#### ASSIGNED TASK:
In the passage on power models below, rewrite the paragraph that begins "Let us assume you perform" as a short list that keeps its main facts.

BEGIN DOCUMENT PASSAGE

How models are usually developed, and why you need to know

Let us assume you perform a 60 min all-out test and a 20 min all-out test. The 60 min test yields an average power of 285 W. The 20 min test results in an average power of 300 W. The relationship between the 60 and 20 min average powers are 0.95 (285/300 = 0.95).

If we accept the premise that 60 minute all-out average power is your threshold power, the formula to calculate your threshold power from the 20 minute test would be:

20 min average power x 0.95 = threshold power

However, when creating models to be applied to the general population of athletes, we cannot rely on data from a single rider alone.

Let us assume we decide to test hundreds of cyclists in a similar manner. They would most likely display a range of different average power outputs. If we plot their 60 min average power against 20 min average power we would probably see somewhat of a trend.

If we were to draw a single line (trend line) to best represent all the results, this line would the give us our model for the relationship between 60 min power and 20 min power.

END DOCUMENT PASSAGE
BEGIN DATA EXTRACT

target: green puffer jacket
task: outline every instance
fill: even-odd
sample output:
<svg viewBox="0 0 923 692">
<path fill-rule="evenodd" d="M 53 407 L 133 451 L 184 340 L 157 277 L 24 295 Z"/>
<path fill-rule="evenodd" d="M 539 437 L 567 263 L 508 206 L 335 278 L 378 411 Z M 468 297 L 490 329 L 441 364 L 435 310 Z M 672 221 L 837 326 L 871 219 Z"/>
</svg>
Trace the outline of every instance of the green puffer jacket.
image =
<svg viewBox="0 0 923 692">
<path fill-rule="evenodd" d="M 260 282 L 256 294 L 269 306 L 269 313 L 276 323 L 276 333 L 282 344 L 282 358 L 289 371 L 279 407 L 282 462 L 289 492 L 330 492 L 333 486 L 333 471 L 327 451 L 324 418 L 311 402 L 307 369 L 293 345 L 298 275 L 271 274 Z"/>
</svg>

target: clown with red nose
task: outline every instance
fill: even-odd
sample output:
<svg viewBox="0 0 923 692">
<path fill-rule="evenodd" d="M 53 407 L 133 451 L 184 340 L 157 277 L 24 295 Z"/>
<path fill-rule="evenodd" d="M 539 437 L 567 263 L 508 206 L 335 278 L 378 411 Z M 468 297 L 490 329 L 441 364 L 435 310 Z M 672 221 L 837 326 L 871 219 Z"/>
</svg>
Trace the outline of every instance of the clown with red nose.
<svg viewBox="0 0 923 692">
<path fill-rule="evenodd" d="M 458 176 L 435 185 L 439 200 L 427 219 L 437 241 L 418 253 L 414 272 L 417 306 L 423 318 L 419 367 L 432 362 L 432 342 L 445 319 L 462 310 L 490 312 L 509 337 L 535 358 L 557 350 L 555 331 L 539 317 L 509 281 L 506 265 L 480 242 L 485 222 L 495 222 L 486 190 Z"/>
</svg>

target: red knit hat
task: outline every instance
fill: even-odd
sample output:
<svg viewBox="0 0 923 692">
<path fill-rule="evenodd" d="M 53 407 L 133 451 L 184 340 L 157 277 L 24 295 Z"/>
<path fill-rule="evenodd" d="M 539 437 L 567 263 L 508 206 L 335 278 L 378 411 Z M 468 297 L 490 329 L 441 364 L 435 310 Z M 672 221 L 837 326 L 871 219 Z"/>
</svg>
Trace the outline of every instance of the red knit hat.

END DATA EXTRACT

#### TASK OUTPUT:
- A rider performs a 60 min all-out test and a 20 min all-out test.
- The 60 min test yields an average power of 285 W.
- The 20 min test yields an average power of 300 W.
- The relationship between the 60 and 20 min average powers is 0.95 (285/300).